=== Your objective ===
Could you copy out each of the rows below word for word, from the first to the last?

=== Recorded information ===
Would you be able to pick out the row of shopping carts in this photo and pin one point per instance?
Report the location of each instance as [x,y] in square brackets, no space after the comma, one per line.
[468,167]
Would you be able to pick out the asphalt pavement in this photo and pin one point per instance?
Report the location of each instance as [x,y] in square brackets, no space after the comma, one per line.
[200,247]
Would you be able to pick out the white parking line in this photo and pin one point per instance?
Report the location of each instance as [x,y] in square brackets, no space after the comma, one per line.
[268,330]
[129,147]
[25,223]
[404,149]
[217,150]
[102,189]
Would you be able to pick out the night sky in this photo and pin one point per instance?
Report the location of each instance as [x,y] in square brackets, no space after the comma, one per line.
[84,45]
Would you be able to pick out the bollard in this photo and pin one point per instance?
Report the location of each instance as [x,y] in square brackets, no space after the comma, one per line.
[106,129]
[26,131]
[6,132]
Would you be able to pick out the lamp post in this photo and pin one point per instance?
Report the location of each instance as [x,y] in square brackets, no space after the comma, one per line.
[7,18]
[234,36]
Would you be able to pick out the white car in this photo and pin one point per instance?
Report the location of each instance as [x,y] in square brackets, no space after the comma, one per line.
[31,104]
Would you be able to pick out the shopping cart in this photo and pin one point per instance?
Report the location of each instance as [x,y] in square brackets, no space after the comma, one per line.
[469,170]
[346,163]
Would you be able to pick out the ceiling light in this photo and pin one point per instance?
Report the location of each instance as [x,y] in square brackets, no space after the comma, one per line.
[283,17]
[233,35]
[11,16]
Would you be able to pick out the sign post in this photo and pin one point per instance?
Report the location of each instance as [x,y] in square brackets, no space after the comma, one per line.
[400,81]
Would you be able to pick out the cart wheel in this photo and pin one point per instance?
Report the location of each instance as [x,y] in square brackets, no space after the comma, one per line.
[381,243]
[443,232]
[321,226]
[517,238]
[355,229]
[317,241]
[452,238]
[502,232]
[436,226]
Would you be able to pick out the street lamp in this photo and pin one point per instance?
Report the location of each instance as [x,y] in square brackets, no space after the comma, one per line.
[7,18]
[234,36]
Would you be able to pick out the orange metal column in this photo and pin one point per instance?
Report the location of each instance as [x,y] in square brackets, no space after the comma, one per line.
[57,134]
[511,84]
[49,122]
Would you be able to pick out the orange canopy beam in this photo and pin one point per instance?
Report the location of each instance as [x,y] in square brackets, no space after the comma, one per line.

=== Written answer ===
Would you be able to pick out the row of shopping carts in this photo and pin one point per instance?
Report the location of each instance as [x,y] in square brackets, no space after the comma, one per line.
[468,167]
Would you be able to pick out the asphalt pavement in this photo and pin one point per instance?
Report the location of each instance as [x,y] in square brackets, no space after the comma, one per line.
[200,247]
Would you be able to pick out the white parking line in this photo and pin one point per instance?
Report the location of each instance as [x,y] in square brackets, no space after the comma, one per line.
[268,330]
[129,147]
[25,223]
[404,149]
[217,150]
[102,189]
Would you be able to pick out the night sky in this photo and pin one point per instance?
Report the location of each instance as [x,y] in square brackets, no space after the comma, one per line.
[84,45]
Would you be able to pick out the bollard in this photo and pin one point per instance?
Report the location of each instance as [x,y] in square brackets, no space after the comma, one per line.
[106,129]
[26,131]
[6,132]
Would you be able to pick out the lamp post in this photo and pin one point per instance?
Report the location of each instance as [x,y] in square brackets, no space after the comma, one per line.
[7,18]
[234,36]
Would you be able to pick out the white car in this photo and pin one point per instance?
Report the location of each instance as [x,y] in square brackets, no space after the comma, one per line.
[31,104]
Would you be able to pick out the shopping cart in this photo and pin one point per instance?
Report the location of each instance as [x,y] in square brackets, no space after the comma, one per line.
[469,170]
[346,163]
Would you be able to pick out the ceiling light in this photo and pin one point per instance?
Report the location of each instance as [x,y] in square brackets, no space after the comma, one per line.
[283,17]
[233,35]
[11,16]
Would you be able to pick out the sign post in this photo and pin one point per instance?
Report the location of each instance as [x,y] in square brackets, no space after the comma, one per line.
[400,81]
Would you be able to pick out the cart wheel in this photo and pin one point per instance?
Report the location of each instance as [x,y] in square brackets, no space after the comma, one per line.
[381,243]
[443,232]
[321,226]
[517,238]
[355,229]
[317,241]
[452,238]
[502,232]
[436,226]
Would you be able to pick out the street lamp in this photo and pin one point per instance?
Report the location of each instance as [x,y] in square brackets, no space after the comma, one per line.
[7,18]
[234,36]
Would you be able to pick out the orange metal column in this photo and pin one point per instance?
Report the location of each instance as [x,y] in square brackets, no space after the comma, one per line.
[57,134]
[511,84]
[49,122]
Would you be able to pick out the orange canopy beam in this photo and pin one point per instance?
Report the location of each instance as [x,y] in square brackets, no space after the comma, one per line.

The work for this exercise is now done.